What you should do
Pick out each line in the records below that contains the word "plain", and copy those lines.

Data entries
━━━
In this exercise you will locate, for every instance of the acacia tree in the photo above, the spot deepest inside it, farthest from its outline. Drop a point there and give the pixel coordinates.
━━━
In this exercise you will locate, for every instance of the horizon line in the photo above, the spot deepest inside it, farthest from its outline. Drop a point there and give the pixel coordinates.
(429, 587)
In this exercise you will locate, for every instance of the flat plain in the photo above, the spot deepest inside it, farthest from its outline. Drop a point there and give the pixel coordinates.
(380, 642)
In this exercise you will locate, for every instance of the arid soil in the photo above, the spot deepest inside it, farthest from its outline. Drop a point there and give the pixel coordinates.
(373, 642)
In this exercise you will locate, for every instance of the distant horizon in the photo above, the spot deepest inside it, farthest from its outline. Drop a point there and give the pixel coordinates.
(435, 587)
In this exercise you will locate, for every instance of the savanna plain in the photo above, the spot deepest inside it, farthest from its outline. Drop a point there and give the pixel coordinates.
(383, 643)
━━━
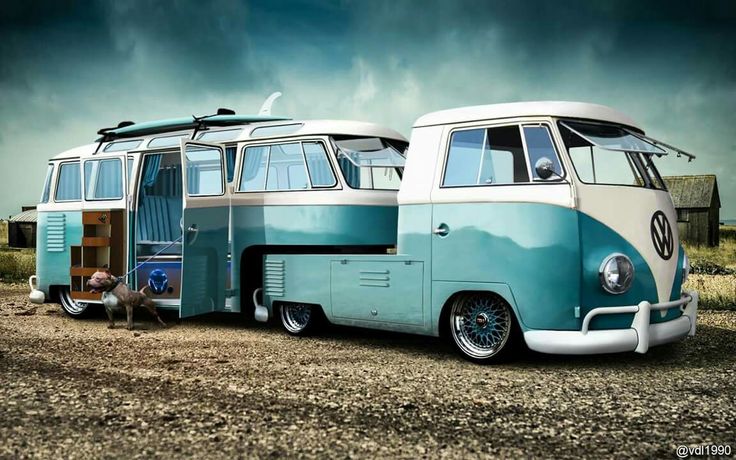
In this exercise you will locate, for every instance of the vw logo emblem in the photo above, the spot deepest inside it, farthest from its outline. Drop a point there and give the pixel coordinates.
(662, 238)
━━━
The response
In this exercise you will locate, for every instance of the flat plain in the photo above, the spot deepest inside it, farthest from its outline. Drop a point there and give the pixel coordinates.
In this exercise you will locate, for every instance of the savanna plain in the photo above, the spot deepest inside it, farthest from its outline. Drop a point there and give the pixel coordinates.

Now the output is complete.